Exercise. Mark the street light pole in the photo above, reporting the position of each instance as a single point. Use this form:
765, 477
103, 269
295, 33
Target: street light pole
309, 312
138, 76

########################################

## Written problem:
Reproduce every record above, including its instructions and sample lines, but offset each coordinate in the answers by adding 98.

## Exercise output:
Exercise. Mark the street light pole in the photo above, reporting the position of each instance as a single point. Use this form:
765, 477
103, 269
295, 33
Target: street light pole
407, 410
236, 174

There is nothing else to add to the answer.